Excerpts of pointing data:
______________________________

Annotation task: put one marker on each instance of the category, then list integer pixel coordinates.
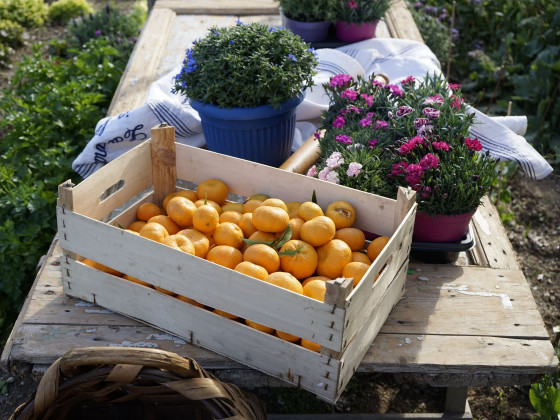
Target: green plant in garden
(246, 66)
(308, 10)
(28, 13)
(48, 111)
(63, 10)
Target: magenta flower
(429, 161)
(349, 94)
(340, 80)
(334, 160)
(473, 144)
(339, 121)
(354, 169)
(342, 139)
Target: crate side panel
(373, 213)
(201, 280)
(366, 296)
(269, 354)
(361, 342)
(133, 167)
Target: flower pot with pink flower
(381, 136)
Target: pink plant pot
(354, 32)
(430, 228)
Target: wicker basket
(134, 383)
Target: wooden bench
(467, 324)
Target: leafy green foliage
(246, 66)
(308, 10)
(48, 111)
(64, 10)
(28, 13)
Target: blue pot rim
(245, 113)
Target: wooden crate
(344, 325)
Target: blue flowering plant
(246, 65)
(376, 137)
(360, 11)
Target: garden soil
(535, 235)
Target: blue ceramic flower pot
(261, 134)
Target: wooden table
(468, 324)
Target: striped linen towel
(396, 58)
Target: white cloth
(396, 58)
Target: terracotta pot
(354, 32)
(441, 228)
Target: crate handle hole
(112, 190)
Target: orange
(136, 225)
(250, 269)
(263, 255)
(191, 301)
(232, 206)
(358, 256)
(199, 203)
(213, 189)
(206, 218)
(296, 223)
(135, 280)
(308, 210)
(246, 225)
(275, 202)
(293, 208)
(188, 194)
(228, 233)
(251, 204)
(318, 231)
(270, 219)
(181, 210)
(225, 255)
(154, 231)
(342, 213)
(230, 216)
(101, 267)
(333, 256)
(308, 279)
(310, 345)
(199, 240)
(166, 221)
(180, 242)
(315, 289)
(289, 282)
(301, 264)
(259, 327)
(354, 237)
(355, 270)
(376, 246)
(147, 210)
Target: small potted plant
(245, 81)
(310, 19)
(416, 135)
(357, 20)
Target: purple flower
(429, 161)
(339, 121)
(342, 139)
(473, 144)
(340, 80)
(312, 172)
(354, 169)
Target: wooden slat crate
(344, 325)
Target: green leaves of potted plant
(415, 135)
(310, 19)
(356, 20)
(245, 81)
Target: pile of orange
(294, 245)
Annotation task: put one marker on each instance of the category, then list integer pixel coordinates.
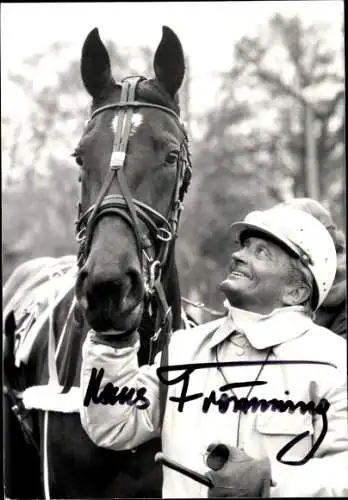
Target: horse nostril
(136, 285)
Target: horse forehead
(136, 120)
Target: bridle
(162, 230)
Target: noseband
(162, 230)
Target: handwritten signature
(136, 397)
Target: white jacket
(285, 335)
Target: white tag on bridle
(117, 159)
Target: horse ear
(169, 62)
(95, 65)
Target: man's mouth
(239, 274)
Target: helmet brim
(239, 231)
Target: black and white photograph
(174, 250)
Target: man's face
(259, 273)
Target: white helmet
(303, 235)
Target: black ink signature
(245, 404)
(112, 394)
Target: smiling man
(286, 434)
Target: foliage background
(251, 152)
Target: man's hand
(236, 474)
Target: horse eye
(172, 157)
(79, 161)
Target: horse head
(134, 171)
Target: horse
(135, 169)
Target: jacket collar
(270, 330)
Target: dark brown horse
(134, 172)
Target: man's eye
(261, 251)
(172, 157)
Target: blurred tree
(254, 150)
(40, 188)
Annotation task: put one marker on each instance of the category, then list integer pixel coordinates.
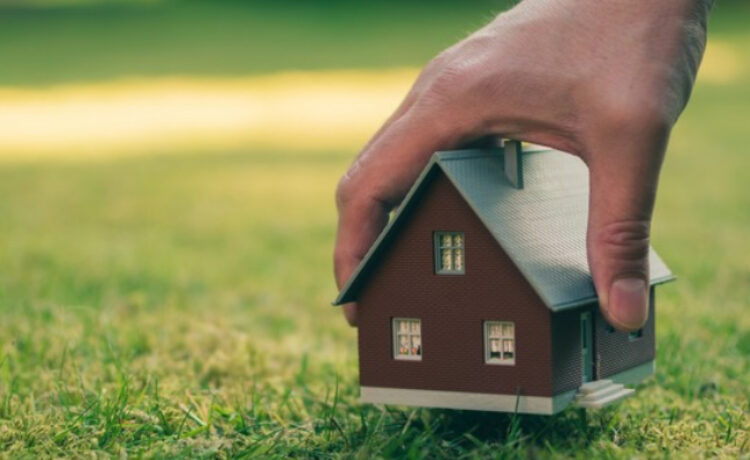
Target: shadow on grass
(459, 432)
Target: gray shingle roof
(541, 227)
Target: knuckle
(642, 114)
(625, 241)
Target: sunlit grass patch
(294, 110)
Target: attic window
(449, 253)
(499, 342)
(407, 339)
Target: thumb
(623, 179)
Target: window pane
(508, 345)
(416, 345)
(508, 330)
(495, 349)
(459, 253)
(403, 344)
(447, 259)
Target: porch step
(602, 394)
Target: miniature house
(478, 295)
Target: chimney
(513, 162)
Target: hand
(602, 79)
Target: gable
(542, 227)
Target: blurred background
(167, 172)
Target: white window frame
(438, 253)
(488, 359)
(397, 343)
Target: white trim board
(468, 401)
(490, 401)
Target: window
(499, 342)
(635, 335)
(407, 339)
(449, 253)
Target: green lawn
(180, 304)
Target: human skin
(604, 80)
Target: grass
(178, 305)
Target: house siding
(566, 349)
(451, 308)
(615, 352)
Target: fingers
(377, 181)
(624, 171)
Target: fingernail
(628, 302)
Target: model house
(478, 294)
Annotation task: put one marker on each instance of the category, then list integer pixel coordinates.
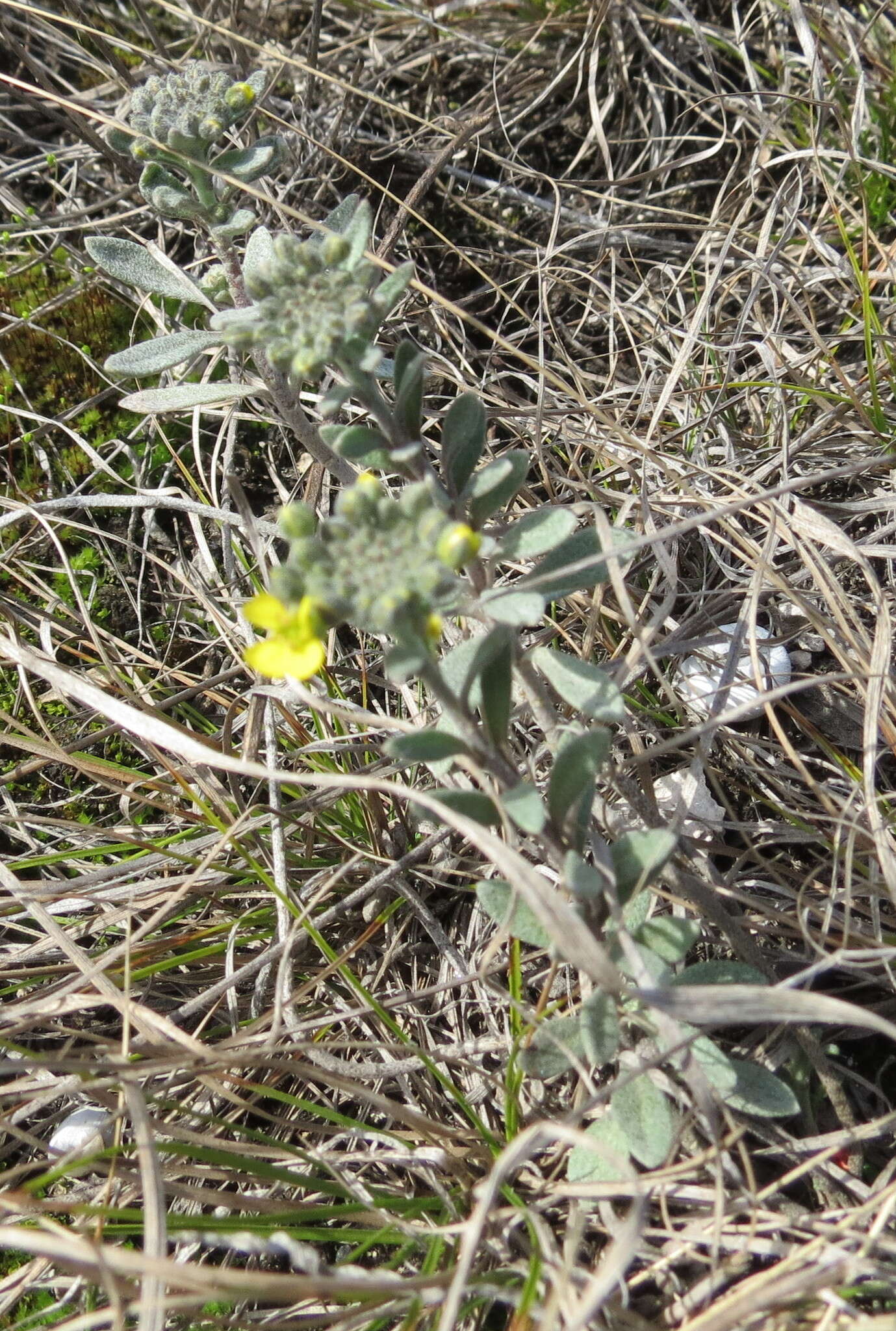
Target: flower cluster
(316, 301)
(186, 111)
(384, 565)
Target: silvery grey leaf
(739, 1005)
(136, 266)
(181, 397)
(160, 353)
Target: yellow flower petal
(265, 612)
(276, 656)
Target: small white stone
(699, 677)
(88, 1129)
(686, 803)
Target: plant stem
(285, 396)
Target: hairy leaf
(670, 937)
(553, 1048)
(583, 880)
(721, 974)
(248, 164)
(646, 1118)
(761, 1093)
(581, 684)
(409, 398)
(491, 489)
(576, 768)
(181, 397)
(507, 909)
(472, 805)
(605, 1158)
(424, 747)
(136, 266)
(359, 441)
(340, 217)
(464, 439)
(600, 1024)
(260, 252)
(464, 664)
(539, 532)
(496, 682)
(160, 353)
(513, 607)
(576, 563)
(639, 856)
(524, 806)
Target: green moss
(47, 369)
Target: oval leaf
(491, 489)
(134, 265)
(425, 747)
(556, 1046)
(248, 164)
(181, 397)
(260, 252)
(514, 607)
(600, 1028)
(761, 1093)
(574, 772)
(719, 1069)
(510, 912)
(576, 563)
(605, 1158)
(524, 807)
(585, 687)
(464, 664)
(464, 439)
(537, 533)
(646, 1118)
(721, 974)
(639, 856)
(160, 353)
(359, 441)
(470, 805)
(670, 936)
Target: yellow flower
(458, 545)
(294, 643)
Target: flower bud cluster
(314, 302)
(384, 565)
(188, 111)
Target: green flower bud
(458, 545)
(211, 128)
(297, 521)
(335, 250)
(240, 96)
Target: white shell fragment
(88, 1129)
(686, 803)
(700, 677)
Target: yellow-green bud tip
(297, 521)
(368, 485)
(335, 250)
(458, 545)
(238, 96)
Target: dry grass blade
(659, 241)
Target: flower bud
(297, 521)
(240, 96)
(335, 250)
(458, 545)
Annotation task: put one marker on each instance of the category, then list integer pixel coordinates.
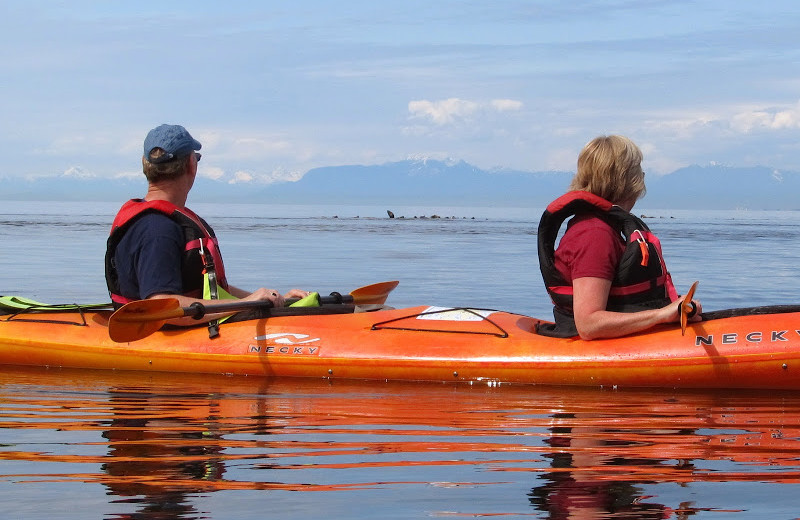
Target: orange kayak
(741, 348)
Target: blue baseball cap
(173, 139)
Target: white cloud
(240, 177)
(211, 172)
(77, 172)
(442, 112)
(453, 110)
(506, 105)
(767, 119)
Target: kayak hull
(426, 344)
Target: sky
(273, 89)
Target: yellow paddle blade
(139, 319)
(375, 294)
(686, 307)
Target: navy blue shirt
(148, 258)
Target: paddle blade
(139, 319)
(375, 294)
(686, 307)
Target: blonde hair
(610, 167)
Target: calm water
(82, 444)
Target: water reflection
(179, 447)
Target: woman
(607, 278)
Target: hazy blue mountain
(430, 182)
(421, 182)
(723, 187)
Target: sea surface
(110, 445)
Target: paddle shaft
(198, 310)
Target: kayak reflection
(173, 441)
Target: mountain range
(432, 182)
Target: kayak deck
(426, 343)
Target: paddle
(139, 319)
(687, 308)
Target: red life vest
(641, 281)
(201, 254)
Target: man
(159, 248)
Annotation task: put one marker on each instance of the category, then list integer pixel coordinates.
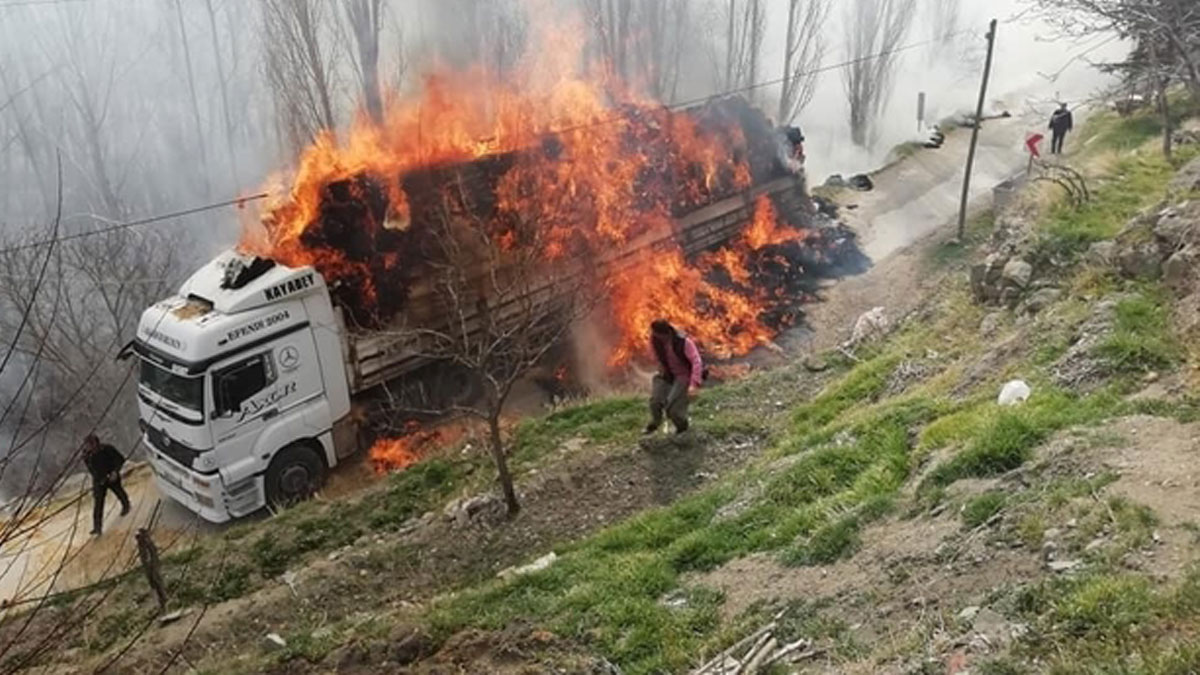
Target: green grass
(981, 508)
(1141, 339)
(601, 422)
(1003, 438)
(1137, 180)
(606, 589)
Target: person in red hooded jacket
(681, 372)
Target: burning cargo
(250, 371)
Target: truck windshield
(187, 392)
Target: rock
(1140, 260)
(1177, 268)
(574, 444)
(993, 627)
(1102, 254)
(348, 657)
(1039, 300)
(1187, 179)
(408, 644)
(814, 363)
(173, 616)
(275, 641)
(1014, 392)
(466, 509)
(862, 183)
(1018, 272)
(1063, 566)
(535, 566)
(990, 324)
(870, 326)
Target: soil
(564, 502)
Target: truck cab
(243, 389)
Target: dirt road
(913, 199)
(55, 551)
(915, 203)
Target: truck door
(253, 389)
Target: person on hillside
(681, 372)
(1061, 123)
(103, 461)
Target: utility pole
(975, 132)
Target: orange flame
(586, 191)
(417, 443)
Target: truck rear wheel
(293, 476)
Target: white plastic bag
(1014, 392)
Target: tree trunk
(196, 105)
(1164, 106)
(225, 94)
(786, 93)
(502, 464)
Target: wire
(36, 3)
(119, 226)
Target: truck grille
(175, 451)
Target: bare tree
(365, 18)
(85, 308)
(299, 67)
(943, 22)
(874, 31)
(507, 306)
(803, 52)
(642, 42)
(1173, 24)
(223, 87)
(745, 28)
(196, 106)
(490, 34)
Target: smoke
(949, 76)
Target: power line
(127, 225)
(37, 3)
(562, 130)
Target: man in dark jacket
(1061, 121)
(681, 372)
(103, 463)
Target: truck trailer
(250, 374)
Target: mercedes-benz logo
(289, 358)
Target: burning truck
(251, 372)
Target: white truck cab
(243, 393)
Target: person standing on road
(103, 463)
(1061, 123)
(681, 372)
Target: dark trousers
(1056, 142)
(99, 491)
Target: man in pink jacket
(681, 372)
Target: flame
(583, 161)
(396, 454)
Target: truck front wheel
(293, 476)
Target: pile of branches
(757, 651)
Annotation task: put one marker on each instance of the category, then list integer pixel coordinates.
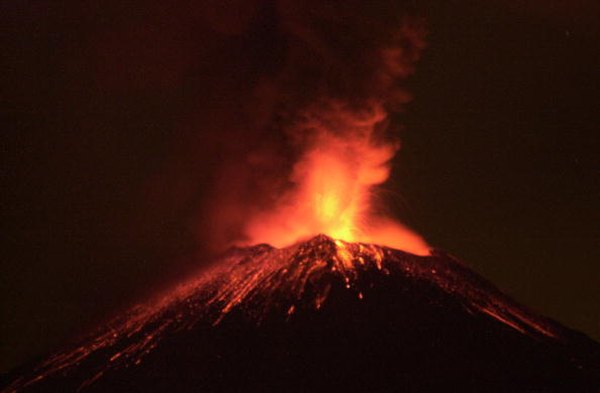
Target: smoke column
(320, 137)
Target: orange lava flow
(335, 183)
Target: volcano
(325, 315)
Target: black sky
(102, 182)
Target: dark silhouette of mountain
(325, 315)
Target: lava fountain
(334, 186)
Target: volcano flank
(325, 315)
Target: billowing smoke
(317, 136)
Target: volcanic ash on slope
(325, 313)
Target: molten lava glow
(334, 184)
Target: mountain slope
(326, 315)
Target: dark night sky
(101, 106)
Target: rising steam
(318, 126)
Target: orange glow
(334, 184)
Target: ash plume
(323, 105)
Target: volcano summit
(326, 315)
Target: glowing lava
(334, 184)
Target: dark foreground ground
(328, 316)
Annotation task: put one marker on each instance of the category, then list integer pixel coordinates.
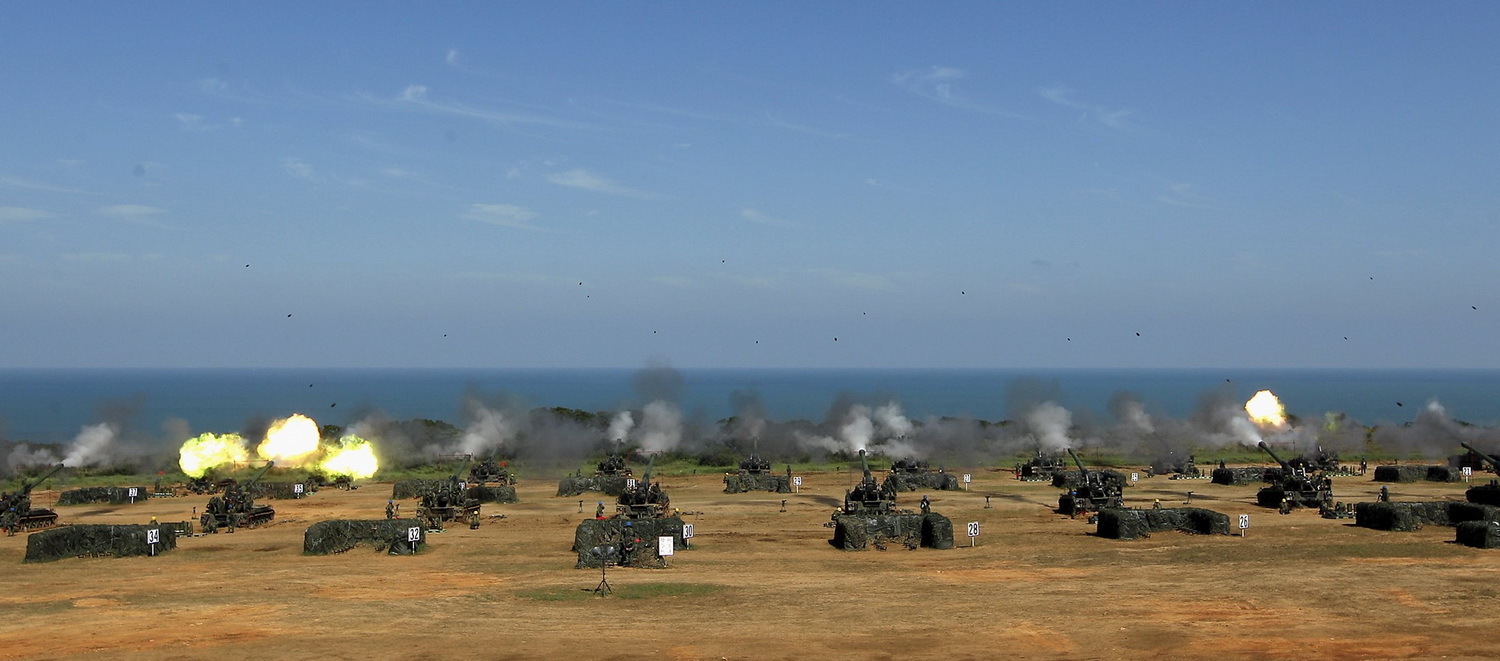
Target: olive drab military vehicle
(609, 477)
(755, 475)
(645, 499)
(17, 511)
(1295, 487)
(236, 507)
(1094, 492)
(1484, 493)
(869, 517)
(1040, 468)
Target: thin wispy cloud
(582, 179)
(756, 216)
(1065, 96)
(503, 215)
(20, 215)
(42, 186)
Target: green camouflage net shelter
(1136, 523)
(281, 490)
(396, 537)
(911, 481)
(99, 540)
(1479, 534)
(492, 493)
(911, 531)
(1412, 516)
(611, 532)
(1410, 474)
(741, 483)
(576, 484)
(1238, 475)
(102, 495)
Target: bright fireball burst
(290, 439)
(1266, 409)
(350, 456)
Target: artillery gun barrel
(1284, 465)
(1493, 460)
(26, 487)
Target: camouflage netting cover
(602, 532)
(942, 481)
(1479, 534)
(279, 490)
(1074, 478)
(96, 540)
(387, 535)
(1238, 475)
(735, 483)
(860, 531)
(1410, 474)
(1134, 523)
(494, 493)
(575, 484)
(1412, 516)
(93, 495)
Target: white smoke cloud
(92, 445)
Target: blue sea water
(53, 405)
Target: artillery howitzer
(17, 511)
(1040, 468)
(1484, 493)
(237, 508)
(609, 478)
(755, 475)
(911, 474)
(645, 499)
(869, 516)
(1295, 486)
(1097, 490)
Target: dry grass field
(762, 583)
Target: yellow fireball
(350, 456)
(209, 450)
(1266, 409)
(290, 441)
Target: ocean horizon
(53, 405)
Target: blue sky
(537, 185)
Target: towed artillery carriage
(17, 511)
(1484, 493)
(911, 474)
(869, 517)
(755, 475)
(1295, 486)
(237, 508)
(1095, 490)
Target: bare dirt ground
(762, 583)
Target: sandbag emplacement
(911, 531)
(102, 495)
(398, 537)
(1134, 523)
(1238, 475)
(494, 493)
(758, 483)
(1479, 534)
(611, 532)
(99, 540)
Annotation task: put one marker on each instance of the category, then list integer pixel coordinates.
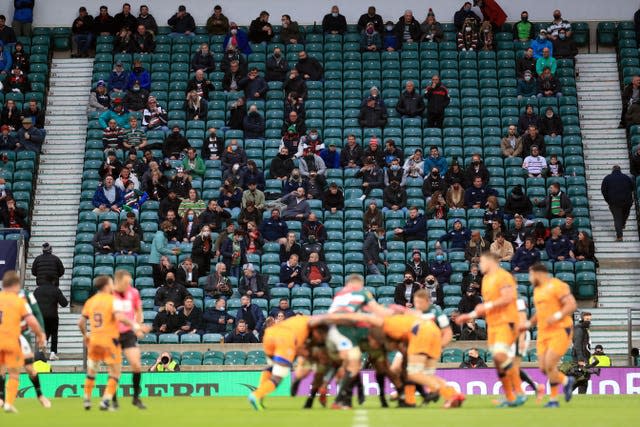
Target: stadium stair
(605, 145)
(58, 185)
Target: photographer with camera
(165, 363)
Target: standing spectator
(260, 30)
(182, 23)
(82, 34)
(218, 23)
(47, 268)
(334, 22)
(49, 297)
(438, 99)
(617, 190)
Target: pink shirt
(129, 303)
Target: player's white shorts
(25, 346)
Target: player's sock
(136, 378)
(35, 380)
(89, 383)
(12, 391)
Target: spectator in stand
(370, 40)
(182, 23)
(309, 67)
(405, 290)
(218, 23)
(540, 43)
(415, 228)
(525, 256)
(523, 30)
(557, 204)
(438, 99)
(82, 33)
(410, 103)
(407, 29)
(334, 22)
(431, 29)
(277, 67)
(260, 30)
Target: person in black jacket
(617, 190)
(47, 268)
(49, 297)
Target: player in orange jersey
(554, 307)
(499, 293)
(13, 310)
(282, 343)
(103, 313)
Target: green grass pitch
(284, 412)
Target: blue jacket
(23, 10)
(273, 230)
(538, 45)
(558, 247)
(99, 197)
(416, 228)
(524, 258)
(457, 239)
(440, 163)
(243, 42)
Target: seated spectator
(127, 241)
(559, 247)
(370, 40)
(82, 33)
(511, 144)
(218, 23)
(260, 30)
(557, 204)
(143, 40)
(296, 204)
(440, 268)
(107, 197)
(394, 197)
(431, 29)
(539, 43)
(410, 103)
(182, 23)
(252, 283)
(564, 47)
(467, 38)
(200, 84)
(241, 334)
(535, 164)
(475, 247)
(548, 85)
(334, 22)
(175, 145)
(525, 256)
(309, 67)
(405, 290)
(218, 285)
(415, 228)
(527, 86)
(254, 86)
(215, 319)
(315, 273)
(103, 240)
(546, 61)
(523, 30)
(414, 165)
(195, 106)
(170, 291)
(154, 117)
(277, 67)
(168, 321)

______________________________

## Given problem
Everything from the line containing "Target: ocean horizon" through the last line of the entries must be repeated verbatim, except pictures.

## Response to this exercise
Target: ocean horizon
(53, 405)
Target: blue sky
(537, 185)
Target: towed artillery carriage
(17, 511)
(1484, 493)
(911, 474)
(869, 517)
(755, 475)
(1295, 486)
(237, 508)
(1095, 490)
Target: bare dirt ground
(762, 583)
Target: sandbag emplacement
(911, 531)
(102, 495)
(398, 537)
(1134, 523)
(1238, 475)
(494, 493)
(758, 483)
(1479, 534)
(611, 532)
(99, 540)
Annotation task: put one marker on each instance of the category, then list integer pixel coordinates.
Target: stadium stair
(605, 145)
(58, 185)
Target: photographer with camera
(165, 363)
Target: standing spectator
(260, 30)
(182, 23)
(82, 34)
(218, 23)
(47, 268)
(334, 22)
(49, 297)
(438, 99)
(617, 190)
Target: pink shirt
(129, 303)
Target: player's white shorts
(25, 346)
Target: player's sock
(136, 378)
(35, 380)
(89, 383)
(12, 391)
Target: spectator in stand
(370, 40)
(182, 23)
(309, 67)
(405, 290)
(218, 23)
(540, 43)
(415, 228)
(525, 256)
(523, 30)
(557, 204)
(438, 99)
(82, 33)
(410, 103)
(407, 29)
(334, 22)
(431, 29)
(277, 67)
(260, 30)
Target: person in black jacket
(617, 190)
(47, 268)
(49, 297)
Target: player in orange jersey
(554, 307)
(499, 293)
(13, 310)
(282, 343)
(103, 313)
Target: green grass pitch
(284, 412)
Target: blue jacket
(23, 10)
(273, 230)
(538, 45)
(558, 247)
(99, 197)
(416, 228)
(524, 258)
(457, 239)
(440, 163)
(243, 42)
Target: seated spectator
(127, 241)
(559, 247)
(370, 40)
(82, 33)
(511, 144)
(218, 23)
(260, 30)
(557, 204)
(143, 40)
(296, 204)
(440, 268)
(107, 197)
(394, 197)
(431, 29)
(539, 43)
(410, 103)
(182, 23)
(252, 283)
(564, 47)
(467, 38)
(200, 84)
(241, 334)
(535, 164)
(475, 247)
(548, 85)
(334, 22)
(175, 145)
(525, 256)
(309, 67)
(405, 290)
(218, 285)
(415, 228)
(527, 86)
(254, 86)
(215, 319)
(315, 273)
(103, 240)
(546, 61)
(523, 30)
(414, 165)
(195, 106)
(170, 291)
(154, 117)
(277, 67)
(168, 321)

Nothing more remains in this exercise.